> _Aim of the task_
Show the lines below where "gown" occurs.

> _Supplied material_

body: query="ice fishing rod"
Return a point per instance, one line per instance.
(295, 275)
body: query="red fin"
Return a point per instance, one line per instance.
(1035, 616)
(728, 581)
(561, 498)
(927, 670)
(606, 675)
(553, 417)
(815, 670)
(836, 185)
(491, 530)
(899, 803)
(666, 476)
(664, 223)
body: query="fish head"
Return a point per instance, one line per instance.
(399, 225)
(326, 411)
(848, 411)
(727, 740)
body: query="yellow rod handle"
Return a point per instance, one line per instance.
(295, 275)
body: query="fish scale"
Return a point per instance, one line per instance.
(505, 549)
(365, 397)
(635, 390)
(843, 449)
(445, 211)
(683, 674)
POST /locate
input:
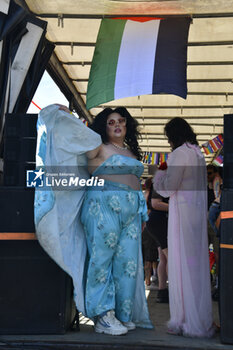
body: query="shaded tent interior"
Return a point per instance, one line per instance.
(73, 28)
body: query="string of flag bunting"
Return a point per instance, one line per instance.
(154, 158)
(209, 147)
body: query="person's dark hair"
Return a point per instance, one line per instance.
(179, 131)
(212, 167)
(132, 134)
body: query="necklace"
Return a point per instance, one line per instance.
(119, 147)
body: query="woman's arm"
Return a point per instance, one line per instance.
(158, 204)
(94, 153)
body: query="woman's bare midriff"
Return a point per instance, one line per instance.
(126, 179)
(105, 153)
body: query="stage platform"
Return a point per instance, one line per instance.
(140, 339)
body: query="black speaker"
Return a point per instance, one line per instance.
(19, 148)
(226, 263)
(35, 294)
(15, 173)
(228, 152)
(17, 209)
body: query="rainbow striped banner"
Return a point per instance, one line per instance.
(218, 160)
(213, 145)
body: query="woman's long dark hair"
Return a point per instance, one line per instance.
(132, 126)
(179, 131)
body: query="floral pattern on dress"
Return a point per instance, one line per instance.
(114, 203)
(132, 231)
(101, 276)
(119, 250)
(117, 285)
(130, 268)
(110, 239)
(94, 207)
(131, 197)
(126, 307)
(111, 290)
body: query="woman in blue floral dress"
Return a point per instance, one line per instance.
(113, 217)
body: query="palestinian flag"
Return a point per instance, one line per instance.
(139, 56)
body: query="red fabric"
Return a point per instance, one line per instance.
(163, 166)
(138, 19)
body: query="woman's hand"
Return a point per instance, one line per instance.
(63, 108)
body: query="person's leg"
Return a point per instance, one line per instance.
(162, 296)
(162, 269)
(125, 264)
(147, 269)
(102, 234)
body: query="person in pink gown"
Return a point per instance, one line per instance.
(184, 181)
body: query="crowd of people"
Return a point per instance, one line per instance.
(169, 224)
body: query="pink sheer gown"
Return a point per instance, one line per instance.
(184, 182)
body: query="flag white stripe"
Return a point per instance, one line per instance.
(136, 59)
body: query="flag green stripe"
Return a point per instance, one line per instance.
(103, 69)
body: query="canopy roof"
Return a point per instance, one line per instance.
(73, 27)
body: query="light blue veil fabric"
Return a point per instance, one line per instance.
(62, 141)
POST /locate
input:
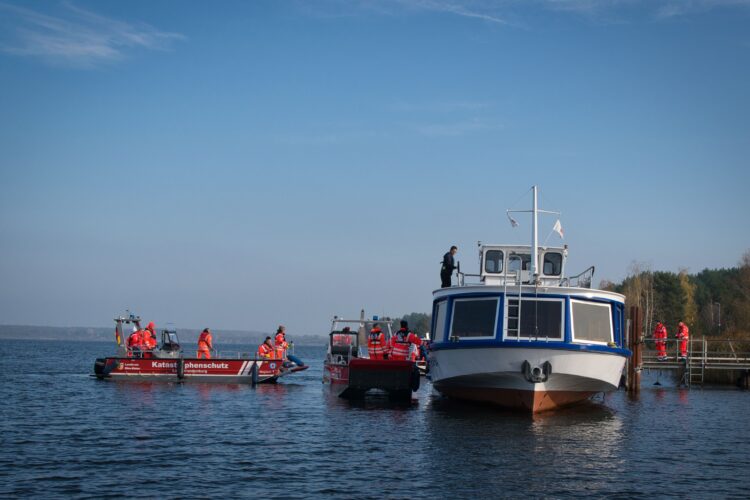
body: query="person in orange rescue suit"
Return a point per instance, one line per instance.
(134, 342)
(660, 337)
(282, 347)
(149, 336)
(683, 336)
(265, 350)
(205, 344)
(401, 342)
(377, 347)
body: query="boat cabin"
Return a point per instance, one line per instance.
(511, 264)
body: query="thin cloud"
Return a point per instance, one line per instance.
(512, 12)
(454, 129)
(77, 37)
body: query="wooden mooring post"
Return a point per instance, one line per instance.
(635, 344)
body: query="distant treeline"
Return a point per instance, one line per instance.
(712, 302)
(100, 334)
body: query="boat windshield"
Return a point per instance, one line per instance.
(342, 342)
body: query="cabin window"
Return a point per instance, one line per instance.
(518, 261)
(493, 261)
(534, 319)
(592, 322)
(552, 264)
(438, 328)
(474, 318)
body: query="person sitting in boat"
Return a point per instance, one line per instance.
(205, 344)
(282, 347)
(265, 350)
(402, 341)
(149, 337)
(377, 347)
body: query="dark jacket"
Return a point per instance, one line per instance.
(449, 264)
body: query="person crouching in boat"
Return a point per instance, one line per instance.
(265, 350)
(401, 342)
(282, 347)
(205, 344)
(376, 345)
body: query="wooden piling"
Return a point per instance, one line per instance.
(635, 345)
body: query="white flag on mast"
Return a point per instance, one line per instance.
(513, 222)
(558, 228)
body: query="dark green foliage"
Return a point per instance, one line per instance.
(720, 303)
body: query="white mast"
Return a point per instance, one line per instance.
(534, 271)
(534, 239)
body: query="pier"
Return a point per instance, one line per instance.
(704, 355)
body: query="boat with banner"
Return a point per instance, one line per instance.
(524, 336)
(167, 363)
(349, 373)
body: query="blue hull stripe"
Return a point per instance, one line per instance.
(562, 346)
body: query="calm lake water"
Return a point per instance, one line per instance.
(65, 433)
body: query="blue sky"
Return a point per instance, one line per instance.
(245, 164)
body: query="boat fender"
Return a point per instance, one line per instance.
(415, 379)
(99, 366)
(536, 374)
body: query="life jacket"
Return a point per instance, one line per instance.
(149, 341)
(205, 342)
(660, 332)
(401, 344)
(135, 339)
(376, 345)
(683, 332)
(265, 351)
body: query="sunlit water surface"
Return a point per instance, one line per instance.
(66, 433)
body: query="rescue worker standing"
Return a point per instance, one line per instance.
(401, 342)
(446, 270)
(376, 345)
(149, 336)
(660, 338)
(282, 347)
(135, 342)
(682, 336)
(265, 350)
(205, 344)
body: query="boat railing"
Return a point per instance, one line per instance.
(582, 280)
(236, 355)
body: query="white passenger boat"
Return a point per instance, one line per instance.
(524, 336)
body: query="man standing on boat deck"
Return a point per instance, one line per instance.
(149, 336)
(401, 342)
(282, 347)
(266, 349)
(446, 270)
(376, 346)
(682, 335)
(205, 344)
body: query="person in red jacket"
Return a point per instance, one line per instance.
(377, 347)
(660, 338)
(135, 342)
(282, 347)
(265, 350)
(683, 336)
(205, 344)
(401, 342)
(149, 336)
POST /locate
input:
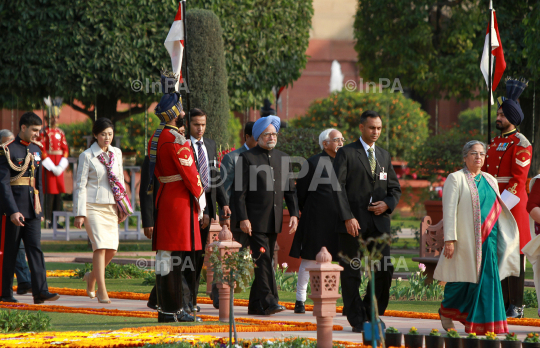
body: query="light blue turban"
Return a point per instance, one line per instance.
(263, 122)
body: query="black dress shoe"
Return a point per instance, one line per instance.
(514, 312)
(9, 299)
(45, 296)
(299, 307)
(273, 309)
(358, 328)
(23, 288)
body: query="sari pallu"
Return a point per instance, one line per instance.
(480, 306)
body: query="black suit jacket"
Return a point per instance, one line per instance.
(20, 199)
(216, 189)
(358, 185)
(146, 199)
(266, 179)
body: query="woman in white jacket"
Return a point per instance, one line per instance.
(98, 198)
(481, 247)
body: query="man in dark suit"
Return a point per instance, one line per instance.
(369, 193)
(206, 156)
(20, 189)
(263, 180)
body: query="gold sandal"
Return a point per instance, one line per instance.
(86, 278)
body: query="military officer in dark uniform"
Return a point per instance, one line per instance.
(20, 189)
(508, 159)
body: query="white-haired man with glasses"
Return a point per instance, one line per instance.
(320, 216)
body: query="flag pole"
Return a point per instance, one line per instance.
(489, 70)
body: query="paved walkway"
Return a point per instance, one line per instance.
(402, 324)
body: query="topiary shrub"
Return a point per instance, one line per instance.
(404, 123)
(207, 72)
(441, 155)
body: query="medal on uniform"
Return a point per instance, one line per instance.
(502, 147)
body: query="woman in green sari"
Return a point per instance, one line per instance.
(481, 247)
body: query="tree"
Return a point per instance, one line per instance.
(405, 124)
(265, 45)
(207, 72)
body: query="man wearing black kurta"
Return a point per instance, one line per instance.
(370, 192)
(263, 179)
(320, 216)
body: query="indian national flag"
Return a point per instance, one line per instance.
(497, 52)
(174, 43)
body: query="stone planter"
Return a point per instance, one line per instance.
(491, 343)
(434, 341)
(530, 345)
(471, 343)
(510, 344)
(434, 209)
(393, 339)
(414, 341)
(450, 342)
(284, 241)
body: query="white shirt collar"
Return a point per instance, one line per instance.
(366, 146)
(194, 141)
(96, 149)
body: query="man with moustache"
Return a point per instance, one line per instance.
(21, 192)
(320, 217)
(369, 193)
(263, 179)
(508, 159)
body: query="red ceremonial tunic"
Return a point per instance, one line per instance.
(172, 230)
(508, 160)
(55, 147)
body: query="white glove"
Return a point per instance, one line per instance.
(57, 170)
(48, 164)
(64, 163)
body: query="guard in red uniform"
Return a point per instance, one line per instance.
(176, 227)
(55, 153)
(508, 159)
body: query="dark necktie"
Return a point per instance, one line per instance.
(203, 166)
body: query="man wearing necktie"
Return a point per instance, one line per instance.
(206, 156)
(369, 193)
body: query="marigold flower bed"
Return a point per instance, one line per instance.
(129, 337)
(258, 325)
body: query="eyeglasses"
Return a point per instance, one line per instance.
(478, 154)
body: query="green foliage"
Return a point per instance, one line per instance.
(116, 271)
(299, 142)
(266, 43)
(75, 132)
(529, 299)
(234, 268)
(441, 155)
(417, 289)
(404, 122)
(18, 321)
(234, 128)
(207, 72)
(472, 119)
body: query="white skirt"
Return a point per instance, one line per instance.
(101, 223)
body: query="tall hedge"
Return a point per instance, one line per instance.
(207, 72)
(405, 124)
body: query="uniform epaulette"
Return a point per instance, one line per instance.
(523, 141)
(180, 139)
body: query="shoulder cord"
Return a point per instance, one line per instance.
(22, 169)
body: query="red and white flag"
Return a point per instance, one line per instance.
(174, 43)
(496, 52)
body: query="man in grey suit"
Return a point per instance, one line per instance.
(228, 164)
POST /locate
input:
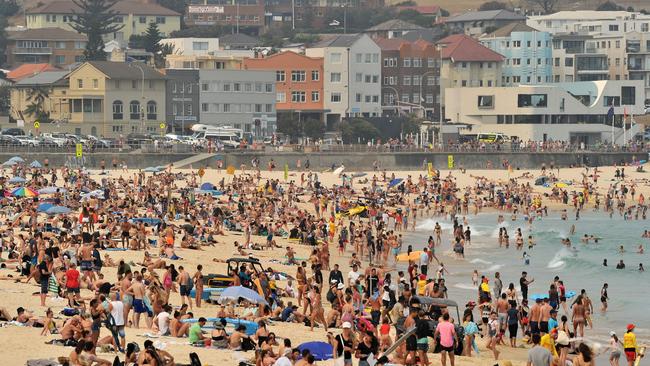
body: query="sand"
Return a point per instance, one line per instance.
(26, 343)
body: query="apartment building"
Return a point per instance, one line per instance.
(467, 63)
(134, 16)
(298, 82)
(352, 73)
(577, 112)
(243, 99)
(527, 53)
(54, 46)
(410, 77)
(182, 104)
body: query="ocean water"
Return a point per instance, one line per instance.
(580, 267)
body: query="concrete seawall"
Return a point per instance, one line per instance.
(353, 161)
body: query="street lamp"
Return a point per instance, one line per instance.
(142, 104)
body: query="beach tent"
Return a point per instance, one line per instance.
(234, 293)
(395, 182)
(320, 350)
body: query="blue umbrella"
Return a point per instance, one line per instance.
(17, 179)
(234, 293)
(52, 190)
(55, 210)
(43, 207)
(320, 350)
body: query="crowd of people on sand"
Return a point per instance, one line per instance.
(363, 313)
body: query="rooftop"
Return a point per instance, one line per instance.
(46, 34)
(473, 16)
(126, 70)
(27, 70)
(460, 47)
(394, 24)
(123, 7)
(505, 31)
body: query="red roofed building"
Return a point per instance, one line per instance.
(467, 63)
(28, 70)
(410, 76)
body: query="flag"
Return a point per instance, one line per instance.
(610, 113)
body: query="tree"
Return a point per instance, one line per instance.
(492, 5)
(36, 108)
(313, 128)
(96, 19)
(358, 130)
(547, 6)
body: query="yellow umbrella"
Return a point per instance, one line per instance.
(405, 257)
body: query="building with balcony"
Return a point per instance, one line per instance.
(475, 23)
(298, 82)
(575, 112)
(114, 98)
(410, 77)
(54, 46)
(527, 52)
(467, 63)
(352, 72)
(134, 16)
(182, 99)
(243, 99)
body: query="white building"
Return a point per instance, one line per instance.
(576, 112)
(192, 46)
(352, 81)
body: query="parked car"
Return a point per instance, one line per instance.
(13, 131)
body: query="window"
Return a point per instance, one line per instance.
(486, 101)
(611, 101)
(134, 110)
(152, 110)
(628, 95)
(298, 75)
(532, 100)
(298, 97)
(118, 110)
(200, 46)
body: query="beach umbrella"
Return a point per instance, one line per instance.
(207, 186)
(395, 182)
(24, 192)
(405, 257)
(17, 179)
(43, 207)
(52, 190)
(55, 210)
(320, 350)
(234, 293)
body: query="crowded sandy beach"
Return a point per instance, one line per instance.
(268, 267)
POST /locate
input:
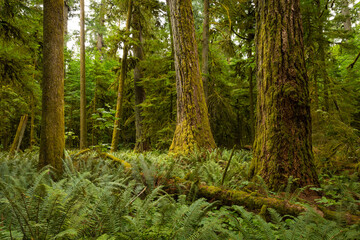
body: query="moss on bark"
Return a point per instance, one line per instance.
(52, 122)
(282, 146)
(192, 125)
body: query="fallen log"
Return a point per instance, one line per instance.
(126, 165)
(252, 201)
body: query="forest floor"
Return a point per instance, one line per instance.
(154, 195)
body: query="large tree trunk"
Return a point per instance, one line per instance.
(251, 99)
(283, 146)
(99, 46)
(205, 49)
(345, 11)
(120, 93)
(192, 124)
(52, 122)
(142, 144)
(83, 127)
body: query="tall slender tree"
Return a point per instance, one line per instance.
(205, 48)
(142, 143)
(283, 146)
(83, 127)
(192, 123)
(120, 93)
(52, 123)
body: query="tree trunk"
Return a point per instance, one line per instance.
(83, 127)
(19, 134)
(192, 124)
(52, 122)
(100, 40)
(32, 122)
(172, 67)
(283, 146)
(346, 13)
(99, 46)
(251, 99)
(120, 93)
(205, 49)
(142, 144)
(66, 17)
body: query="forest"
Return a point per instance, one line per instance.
(180, 119)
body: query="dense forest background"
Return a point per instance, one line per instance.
(125, 173)
(331, 42)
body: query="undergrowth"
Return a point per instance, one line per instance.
(97, 199)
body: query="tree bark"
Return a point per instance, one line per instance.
(120, 93)
(32, 122)
(142, 144)
(192, 124)
(251, 99)
(19, 134)
(283, 146)
(345, 11)
(83, 127)
(205, 49)
(52, 123)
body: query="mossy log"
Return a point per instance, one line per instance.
(126, 165)
(252, 201)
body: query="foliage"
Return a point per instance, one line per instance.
(96, 199)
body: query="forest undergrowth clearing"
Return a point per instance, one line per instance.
(159, 186)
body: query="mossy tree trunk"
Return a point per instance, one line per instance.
(192, 124)
(83, 127)
(19, 134)
(283, 146)
(205, 48)
(120, 92)
(142, 143)
(52, 122)
(99, 46)
(345, 11)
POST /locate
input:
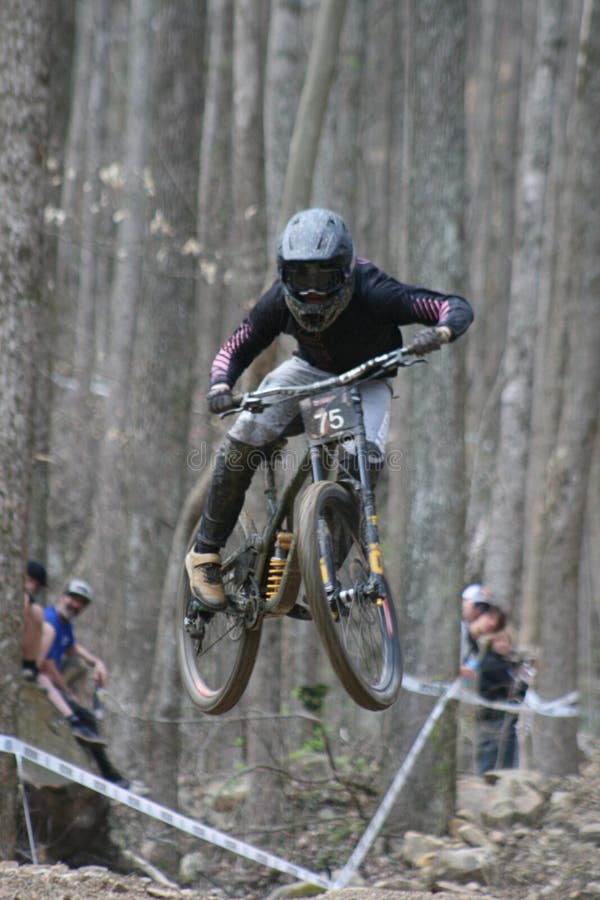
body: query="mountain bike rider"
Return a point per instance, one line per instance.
(341, 310)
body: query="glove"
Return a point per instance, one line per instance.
(429, 339)
(219, 398)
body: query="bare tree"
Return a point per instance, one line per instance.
(112, 561)
(433, 555)
(566, 476)
(503, 561)
(24, 54)
(162, 378)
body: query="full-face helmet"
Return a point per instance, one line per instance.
(315, 261)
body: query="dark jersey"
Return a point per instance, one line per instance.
(368, 326)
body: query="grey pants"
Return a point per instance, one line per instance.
(264, 428)
(239, 456)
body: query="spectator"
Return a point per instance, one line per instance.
(501, 677)
(487, 622)
(475, 600)
(33, 617)
(58, 641)
(35, 580)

> _Exercise solution_
body: query="person in pink gown"
body: query="pink sheer gown"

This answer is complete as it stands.